# EXERCISE INSTRUCTIONS:
1: From the holey stone essay below, list the items the narrator picked up on the shore as a four-year-old and handed to her grandfather.
2: In the holey stone essay below, how big was the grey stone the narrator took home?
3: Write a continuation of the holey stone essay below, starting after its last sentence.

You find a “holey stone” on the beach. Here’s how the hole got there and what makes it special, with a meditative practice to wash away worries and fears.
I am four years old. My grandfather and I walk along the tideline at the beach in Southern California. Or, rather, my grandfather is trying to walk, while I continually hold him back.
It’s not just that I am a short, little girl who can’t keep up with his long legs. It’s that I don’t want to keep up. I want to stop and gather every item strewn on the shore, a fragment of a clam’s shell, a broken sand dollar, or a wave-worn claw that probably belonged to a crab before a seagull got to it. They’re all treasures to me, precious, meant to be kept, and as I pick each one free of the wet sand, I hand them seriously to my grandfather, assured he will hold them for me.
So, I believe. He accepts my prizes as I give them to him and I watch him lift them to his shirt pocket. I see them drop in for safekeeping. But it’s an illusion. At that age, I don’t have the visual sophistication to catch the deft way he palms each object and — while I move on to the next exciting discovery — quietly discards them behind us instead.
What the Tide Washes Up
For someone born and raised in Los Angeles, the beach isn’t just in my blood, it’s an extra chromosome. I was too young to remember that long-ago walk; my grandfather told me the story a few months before he died. What I do know is that since that time I’ve been entranced by what the sea deposits in the sand, no matter the coast or the ocean. I’m fascinated by it all.
On one of the earliest days at the beach that I do recall, I was more in love with the pebbles tossed up by the waves than the flashier seashells, taking home one special grey stone. About the size and shape of my stepfather’s flip-top cigarette lighter, it was covered in dead-end tunnels and a single hole that went clear through, big enough to slide the rock onto my finger like an enormous, misshapen ring.
Raising my find to eye-level incited my child’s imagination to conjure sights of distant lands by peering through the opening in it.

# DATASET EXCERPT:
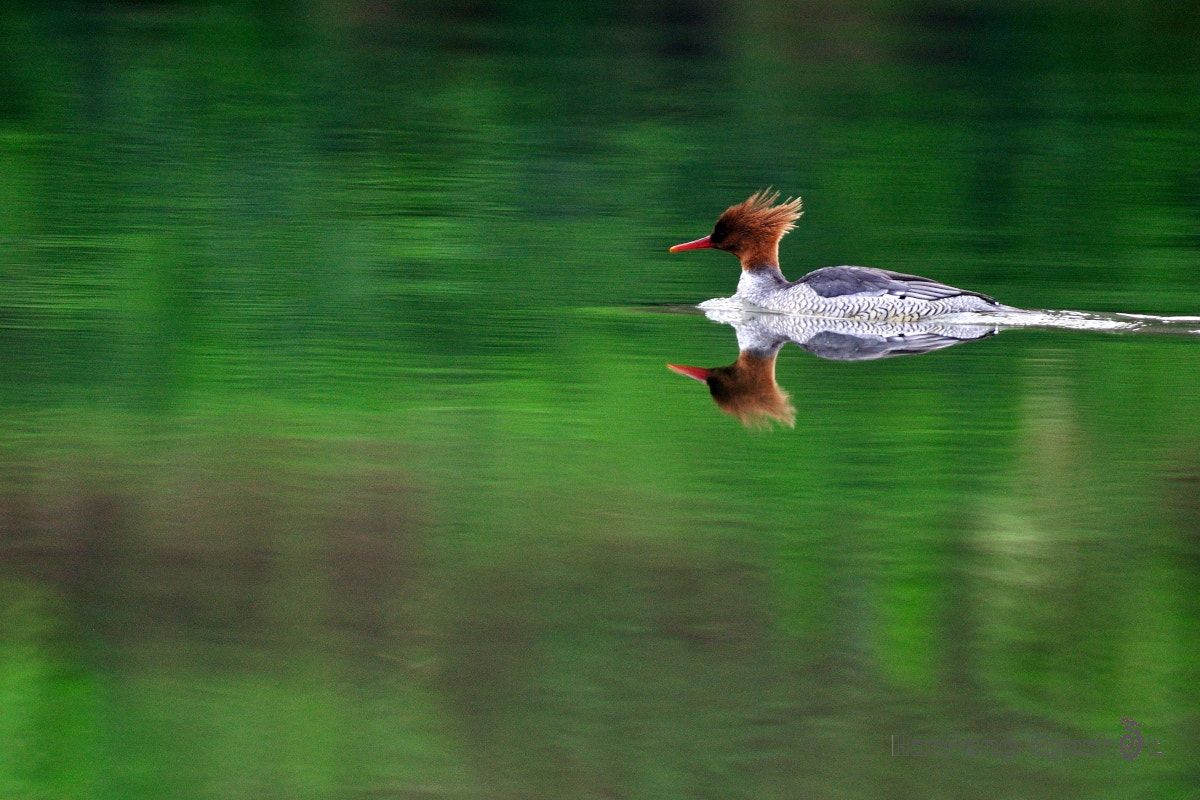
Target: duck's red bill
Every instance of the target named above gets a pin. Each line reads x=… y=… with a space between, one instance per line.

# ANSWER LIST:
1:
- A fragment of a clam's shell
- A broken sand dollar
- A wave-worn claw that probably belonged to a crab

2: It was about the size and shape of her stepfather's flip-top cigarette lighter.

3:
My imagination wasn’t far off. Holey Stones, Hagstones, Odin Stones, Witch’s Amulet, and Wish Stones are all names by which surf-tumbled pebbles with holes are known. Centuries of folklore have imbued them with numerous arcane properties, one of the most popular being their use as a mystical viewport. Gaze through one and as claimed by shops and dealers who sell the stones, you may glimpse divine entities, fairy realms, or even the future.
As a girl, I was curious about the holes, how they got there.
“What made those?” I asked whichever adult was nearby when I found the rock, I don’t remember exactly who.
“Worms,” was the answer.
The Culprit? A clam.
Parapholas californica, commonly known as the California piddock, is a species of mollusk that bores into solid rock to make its home.
When the tide recedes along the Pacific Coast from Baja north to Oregon, outcroppings emerge from the surf where large colonies of the mollusks have drilled into the shale to turn bedrock into stony Swiss cheese.
Piddocks begin life as planktonic larvae that search out other piddocks by tasting chemical signatures in the water until they find sandstone, shale, hard mud, or even concrete where other clams are living. Using suction and a broad foot, a clam attaches itself to its surface of choice and grows its distinct shell, which in the adult can reach six inches in length and is described as a dirty white pair of angel wings with serrated teeth lining one end.
It is this set of “teeth” that creates the hole in rock as muscles within the clam use a rocking motion to scrape at its burrow, gradually turning while grating, the resulting action similar to a drill bit. Progress is a glacial one-tenth of an inch to two inches per year.
Piddocks can live to 20 years and burrow close to a foot deep where — because their shells are wider at the bottom end of the hole than at the top — they become permanently entombed unless storms or earthquakes break apart their rocky homes.
According to experts at the Cabrillo Marine Aquarium in San Pedro, California’s ocean cliffs are filled with fossil traces from boring clams that lived millennia ago. Many of the holey sea pebbles found on beaches today were once part of pre-historic piddock colonies.
My special stone from childhood may have been drilled by clams at the same time ancient humans erected Stonehenge.
Does this mean holey stones are found only in California?
Hardly. Numerous species of boring clams exist throughout the world, nor are mollusks the only creators of these magical oddities. Along the shingled beaches of England’s southern coast, picking up the rare Hagstone is cause for celebration because often water and wind alone have eroded the rock to produce a hole.
Freshwater is also capable of birthing holey stones, whether they appear on the shores of Lake Michigan or the banks of a mountain river during raging snowmelts.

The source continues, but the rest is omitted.